Material shown >>
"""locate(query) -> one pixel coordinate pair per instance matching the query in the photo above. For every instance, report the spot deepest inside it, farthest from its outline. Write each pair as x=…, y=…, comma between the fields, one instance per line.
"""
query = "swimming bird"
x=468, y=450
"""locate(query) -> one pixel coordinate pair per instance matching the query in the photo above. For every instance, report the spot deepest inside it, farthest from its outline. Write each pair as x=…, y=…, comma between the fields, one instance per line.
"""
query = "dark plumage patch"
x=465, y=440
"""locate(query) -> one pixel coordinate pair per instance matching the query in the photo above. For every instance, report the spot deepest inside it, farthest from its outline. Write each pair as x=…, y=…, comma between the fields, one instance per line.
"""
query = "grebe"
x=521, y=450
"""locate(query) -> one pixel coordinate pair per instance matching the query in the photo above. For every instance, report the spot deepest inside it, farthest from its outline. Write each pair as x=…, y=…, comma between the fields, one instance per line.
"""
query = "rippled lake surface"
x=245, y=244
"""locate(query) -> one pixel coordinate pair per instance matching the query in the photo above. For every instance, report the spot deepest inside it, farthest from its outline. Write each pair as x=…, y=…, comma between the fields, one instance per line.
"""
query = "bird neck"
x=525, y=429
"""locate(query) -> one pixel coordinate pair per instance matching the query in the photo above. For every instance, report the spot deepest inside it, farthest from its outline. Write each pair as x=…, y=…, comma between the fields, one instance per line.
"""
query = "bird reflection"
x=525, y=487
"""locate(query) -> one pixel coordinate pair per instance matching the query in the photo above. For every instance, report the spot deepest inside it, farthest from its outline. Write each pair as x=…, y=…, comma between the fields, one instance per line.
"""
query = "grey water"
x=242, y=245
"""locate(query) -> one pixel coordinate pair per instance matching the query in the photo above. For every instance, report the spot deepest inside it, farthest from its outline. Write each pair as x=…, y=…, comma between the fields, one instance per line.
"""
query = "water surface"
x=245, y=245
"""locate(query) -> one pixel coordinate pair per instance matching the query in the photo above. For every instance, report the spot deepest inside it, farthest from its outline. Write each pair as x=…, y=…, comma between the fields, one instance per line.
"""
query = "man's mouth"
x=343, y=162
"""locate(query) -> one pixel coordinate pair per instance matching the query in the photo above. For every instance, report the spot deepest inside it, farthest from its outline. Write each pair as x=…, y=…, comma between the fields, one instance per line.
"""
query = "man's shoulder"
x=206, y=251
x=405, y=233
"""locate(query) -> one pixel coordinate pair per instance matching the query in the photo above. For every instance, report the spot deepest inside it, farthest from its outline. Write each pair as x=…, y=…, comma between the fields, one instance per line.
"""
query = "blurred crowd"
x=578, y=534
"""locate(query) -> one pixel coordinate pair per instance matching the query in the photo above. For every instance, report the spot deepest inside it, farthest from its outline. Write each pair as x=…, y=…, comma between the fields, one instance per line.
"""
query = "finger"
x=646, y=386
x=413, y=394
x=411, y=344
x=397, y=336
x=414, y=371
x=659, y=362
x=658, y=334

Task directions >>
Retype every one of the lines above without changing anything.

Reply >>
"""locate(query) -> one pixel coordinate pair per instance matching the query in the photo above. For every instance, report the spot deepest inside it, farthest from its outline. Write each pair as x=…, y=…, comma between the fields, one instance per line.
"""
query = "swimming bird"
x=468, y=450
"""locate(query) -> one pixel coordinate pair per instance matching the query in the photo above. For every instance, report the spot deepest inside it, farthest from its outline. Write each pair as x=…, y=…, comma between the fields, one instance per line.
"""
query = "dark plumage patch"
x=465, y=440
"""locate(query) -> one pixel coordinate pair per instance matching the query in the photo above. For every instance, report the spot deepest inside it, farthest from its outline. Write each pair as x=…, y=…, comma between the fields, one instance per line.
"""
query = "grebe"
x=521, y=450
"""locate(query) -> one pixel coordinate pair per instance matching the query in the photo above. For every instance, report the spot deepest inside it, farthest from its outline. Write each pair as x=…, y=…, comma between the fields, one instance per line.
"""
query = "rippled lake surface"
x=245, y=244
"""locate(query) -> one pixel coordinate pair per instance matching the query in the photo above. For every instance, report the spot deepest inside it, farthest from its outline. Write each pair as x=…, y=…, comma between the fields, one instance per line.
"""
query = "bird neck"
x=525, y=429
"""locate(query) -> one pixel coordinate pair per instance matching the query in the photo above. For every instance, report the spot deepest inside it, farthest from its outline. Write each pair as x=…, y=…, comma between the fields, one instance per line.
"""
query = "bird reflection"
x=525, y=487
"""locate(query) -> one pixel coordinate pair per instance matching the query in the photo above. For every instance, report the spot deepest inside it, farthest from its outline. Write each pair as x=…, y=…, comma between the fields, one instance per line.
"""
query = "grey water"
x=242, y=245
"""locate(query) -> one pixel coordinate pair per instance matching the query in the photo above. For every instance, report the spot deepest inside it, farthest from its outline. Write each pair as x=…, y=…, comma between the fields, one instance per line.
"""
query = "water surface"
x=245, y=245
"""locate(query) -> one pixel coordinate pair per instance matching the query in the photo above. For every instance, report the spot deepest inside it, farthest from its outline. Write each pair as x=…, y=…, comma between the fields, one instance per line.
"""
query = "man's mouth"
x=343, y=162
"""locate(query) -> one pixel coordinate pair per instance matching the query in the photo above. For every instance, report the spot deepest inside it, farthest from its outline. Write each pair as x=…, y=…, comma between the fields, one instance per line.
"""
query = "man's shoulder"
x=206, y=251
x=405, y=233
"""locate(query) -> one pixel coordinate pair per instance matching the query in the photo above. For every instance, report the spot deepest inside it, farthest from its outline. Write each pair as x=…, y=…, comma between the fields, one instance per line.
"""
query = "blurred crowd"
x=578, y=534
"""locate(query) -> one pixel coordinate pair per instance matching the query in the photo above. For every instance, report the spot deepest inside it, farthest from its outline. Write each pair as x=…, y=…, comma between the fields, one instance per line.
"""
query = "finger"
x=646, y=386
x=413, y=394
x=411, y=344
x=397, y=336
x=414, y=371
x=659, y=362
x=658, y=334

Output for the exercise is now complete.